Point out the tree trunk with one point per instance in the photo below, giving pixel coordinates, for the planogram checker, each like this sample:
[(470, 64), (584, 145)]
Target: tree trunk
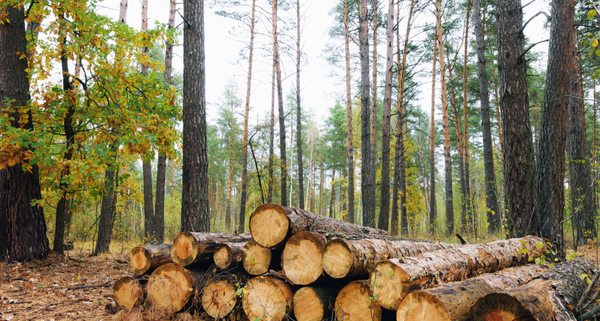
[(519, 166), (453, 301), (393, 279), (242, 216), (549, 296), (367, 179), (267, 296), (198, 247), (219, 296), (432, 200), (349, 119), (128, 292), (282, 149), (446, 125), (355, 302), (491, 191), (195, 209), (145, 259), (356, 256), (384, 210), (22, 225), (272, 224), (551, 169)]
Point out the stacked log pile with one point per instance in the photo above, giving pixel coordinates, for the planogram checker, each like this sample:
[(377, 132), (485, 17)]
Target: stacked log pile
[(297, 265)]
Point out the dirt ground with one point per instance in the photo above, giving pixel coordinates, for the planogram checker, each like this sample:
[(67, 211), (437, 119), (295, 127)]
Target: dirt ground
======
◆ What to work on ◆
Reproduce all of the data above verbatim, omitting the pictures.

◆ Solution for this task ◆
Point out the tree trunk with one point per instance in the photo below, giving pixel coordinates, for the planogram checker, each like this sample:
[(470, 64), (584, 145)]
Target: tree trunk
[(519, 166), (453, 301), (393, 279), (242, 216), (549, 296), (367, 179), (267, 296), (198, 247), (219, 296), (432, 200), (349, 119), (128, 292), (282, 149), (446, 125), (355, 302), (491, 191), (195, 209), (145, 259), (356, 256), (384, 210), (22, 225), (272, 224), (551, 169)]
Point out the stacked log pile with one point per instance in the photo above, giving pixel coordinates, for the planogram checker, each like this sample:
[(377, 132), (485, 17)]
Target: stacked log pile
[(297, 265)]
Point out the dirt ground with one point per instance in the photo above, giving pixel coordinates, for the planogram checker, each like this sample:
[(67, 211), (437, 119), (295, 127)]
Target: dirt ground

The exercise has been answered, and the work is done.